§ Given instruction: Find each line in the records below that contains the word "lawn", and copy those lines out.

--- start of Data excerpts ---

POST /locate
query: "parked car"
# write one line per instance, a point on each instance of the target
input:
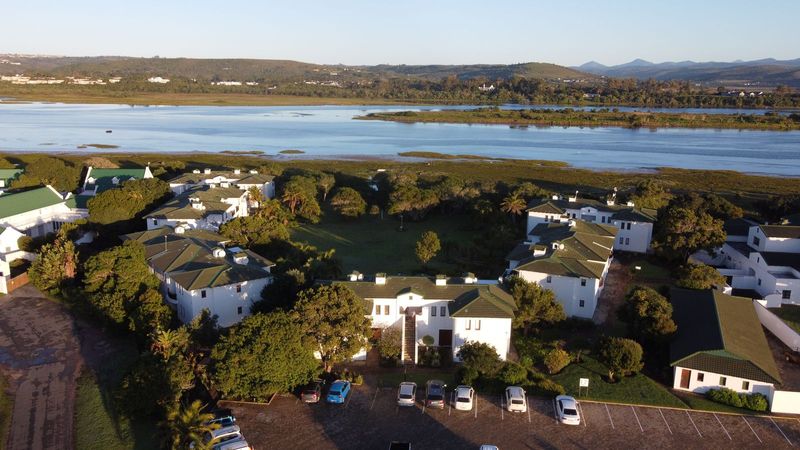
(220, 435)
(312, 392)
(515, 399)
(567, 410)
(338, 391)
(407, 393)
(465, 395)
(434, 394)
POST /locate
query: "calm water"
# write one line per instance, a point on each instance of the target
(330, 131)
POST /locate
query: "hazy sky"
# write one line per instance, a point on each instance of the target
(408, 31)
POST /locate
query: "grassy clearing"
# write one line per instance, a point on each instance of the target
(638, 388)
(97, 423)
(790, 314)
(371, 244)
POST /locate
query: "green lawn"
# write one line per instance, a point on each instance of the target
(371, 244)
(97, 422)
(789, 314)
(637, 389)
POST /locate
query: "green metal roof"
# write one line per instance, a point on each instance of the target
(21, 202)
(721, 334)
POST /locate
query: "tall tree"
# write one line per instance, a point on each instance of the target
(335, 318)
(263, 355)
(427, 247)
(535, 304)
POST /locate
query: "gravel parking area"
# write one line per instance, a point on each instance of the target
(370, 419)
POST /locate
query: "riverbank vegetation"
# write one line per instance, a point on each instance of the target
(569, 117)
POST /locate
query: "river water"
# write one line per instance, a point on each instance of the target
(330, 131)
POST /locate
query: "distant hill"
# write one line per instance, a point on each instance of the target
(265, 69)
(766, 72)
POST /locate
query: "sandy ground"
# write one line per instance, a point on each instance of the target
(40, 353)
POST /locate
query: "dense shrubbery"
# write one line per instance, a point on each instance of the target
(754, 401)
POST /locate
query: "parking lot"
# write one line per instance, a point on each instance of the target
(371, 419)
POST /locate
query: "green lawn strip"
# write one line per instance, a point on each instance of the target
(371, 244)
(6, 408)
(635, 389)
(98, 424)
(790, 314)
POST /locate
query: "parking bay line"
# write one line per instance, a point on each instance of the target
(751, 429)
(723, 427)
(665, 421)
(609, 415)
(637, 419)
(779, 429)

--- end of Data excerpts ---

§ Expected answer:
query: "green lawn"
query: "green lawn strip"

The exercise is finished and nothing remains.